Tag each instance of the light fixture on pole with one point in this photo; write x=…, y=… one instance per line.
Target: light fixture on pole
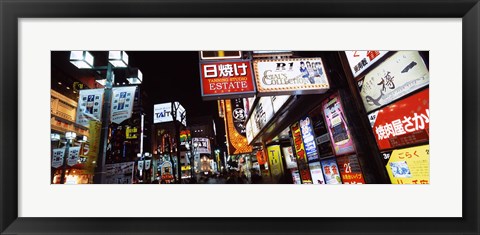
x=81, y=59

┄┄┄┄┄┄┄┄┄┄

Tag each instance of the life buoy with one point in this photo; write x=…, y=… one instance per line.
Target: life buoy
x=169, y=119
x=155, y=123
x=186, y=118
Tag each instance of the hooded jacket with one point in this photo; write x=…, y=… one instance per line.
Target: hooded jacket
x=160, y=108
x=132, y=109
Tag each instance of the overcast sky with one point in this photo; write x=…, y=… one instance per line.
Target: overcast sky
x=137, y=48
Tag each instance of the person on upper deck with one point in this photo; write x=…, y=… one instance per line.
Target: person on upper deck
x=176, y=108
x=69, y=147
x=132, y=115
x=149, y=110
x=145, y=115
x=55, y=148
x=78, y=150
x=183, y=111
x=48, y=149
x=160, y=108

┄┄┄┄┄┄┄┄┄┄

→ What you are asked to do
In the records above, find the line with "Target: overcast sky"; write out exactly that line and each one after it, stopping after the line with "Tag each instance of the person".

→ Answer section
Target: overcast sky
x=137, y=48
Tag each instance of the person on upper deck with one point in this photo; write x=…, y=… one instance per line.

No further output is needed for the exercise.